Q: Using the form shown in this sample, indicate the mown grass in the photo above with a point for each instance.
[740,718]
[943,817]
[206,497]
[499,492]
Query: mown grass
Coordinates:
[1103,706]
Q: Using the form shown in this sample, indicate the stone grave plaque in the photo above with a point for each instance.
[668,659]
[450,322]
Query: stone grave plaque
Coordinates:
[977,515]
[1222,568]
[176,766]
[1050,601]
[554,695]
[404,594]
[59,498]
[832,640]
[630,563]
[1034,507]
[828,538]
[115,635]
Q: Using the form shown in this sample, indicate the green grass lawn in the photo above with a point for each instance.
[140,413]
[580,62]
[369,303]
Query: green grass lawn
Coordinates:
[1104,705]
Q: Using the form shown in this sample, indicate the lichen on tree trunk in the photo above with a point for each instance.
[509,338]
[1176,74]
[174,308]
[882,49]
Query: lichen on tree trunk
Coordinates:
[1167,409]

--

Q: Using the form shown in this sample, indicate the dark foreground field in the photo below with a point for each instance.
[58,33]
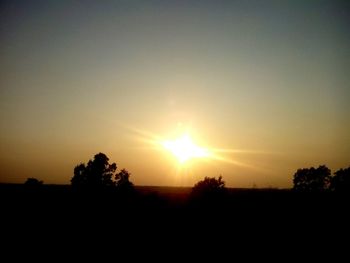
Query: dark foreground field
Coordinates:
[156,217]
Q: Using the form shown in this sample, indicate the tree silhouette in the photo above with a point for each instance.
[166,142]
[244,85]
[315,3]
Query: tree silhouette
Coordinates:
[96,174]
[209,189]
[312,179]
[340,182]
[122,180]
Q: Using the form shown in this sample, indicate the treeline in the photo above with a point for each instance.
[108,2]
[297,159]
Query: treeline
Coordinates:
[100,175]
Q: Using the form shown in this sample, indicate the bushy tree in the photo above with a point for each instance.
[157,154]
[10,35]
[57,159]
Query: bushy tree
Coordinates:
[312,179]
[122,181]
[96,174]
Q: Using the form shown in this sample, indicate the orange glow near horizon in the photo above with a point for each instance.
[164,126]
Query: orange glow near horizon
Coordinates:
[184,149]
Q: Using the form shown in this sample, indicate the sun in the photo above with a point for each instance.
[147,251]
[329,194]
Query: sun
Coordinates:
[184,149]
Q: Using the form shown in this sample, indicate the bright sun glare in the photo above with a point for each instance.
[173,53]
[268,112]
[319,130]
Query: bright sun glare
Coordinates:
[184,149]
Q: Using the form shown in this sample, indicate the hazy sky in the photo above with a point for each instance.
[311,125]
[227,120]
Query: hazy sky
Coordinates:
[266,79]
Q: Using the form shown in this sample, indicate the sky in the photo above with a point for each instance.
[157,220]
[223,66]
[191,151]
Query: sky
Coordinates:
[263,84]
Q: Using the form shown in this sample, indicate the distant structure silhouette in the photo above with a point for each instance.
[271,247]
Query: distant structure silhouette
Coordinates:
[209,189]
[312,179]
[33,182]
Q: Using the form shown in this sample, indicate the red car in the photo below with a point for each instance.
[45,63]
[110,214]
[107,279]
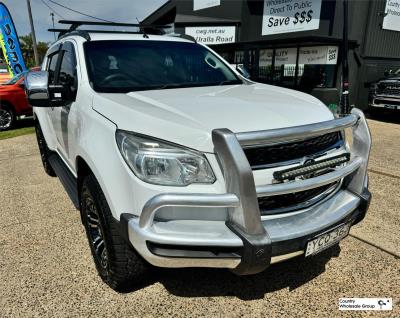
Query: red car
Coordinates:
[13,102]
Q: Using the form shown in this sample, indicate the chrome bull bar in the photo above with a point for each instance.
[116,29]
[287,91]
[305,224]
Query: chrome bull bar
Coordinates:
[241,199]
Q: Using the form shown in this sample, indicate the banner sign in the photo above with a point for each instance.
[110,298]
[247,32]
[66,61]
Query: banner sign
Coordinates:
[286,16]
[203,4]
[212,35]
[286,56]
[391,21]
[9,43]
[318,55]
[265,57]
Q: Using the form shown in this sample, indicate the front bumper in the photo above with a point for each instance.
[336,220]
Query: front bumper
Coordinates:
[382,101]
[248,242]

--

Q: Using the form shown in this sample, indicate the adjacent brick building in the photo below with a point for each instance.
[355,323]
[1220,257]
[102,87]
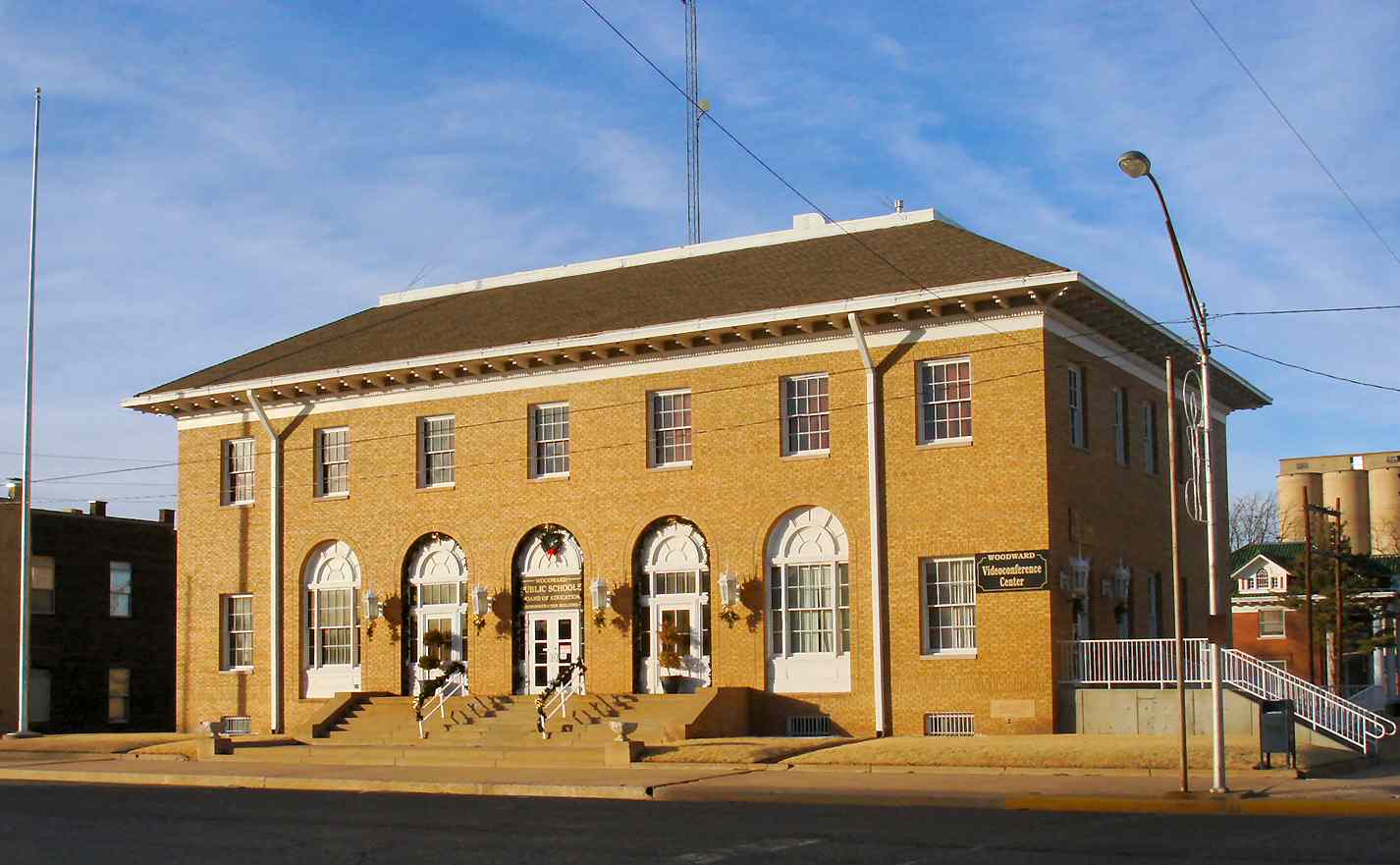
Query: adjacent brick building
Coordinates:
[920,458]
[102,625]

- **Written instruction**
Locate every line in the listing above that contains the word "below", and copy each of those lines.

- **Correct result**
Q: Using the form shown in this sample, indicate the dark foreground field in the photo below with a point for each instance.
Q: Using the form shown in this sample, indicate the red car in the photo below with a point for each instance.
Q: Using the form shown in this sample, indicate the adjacent brick building in the photo below with a point for each instance.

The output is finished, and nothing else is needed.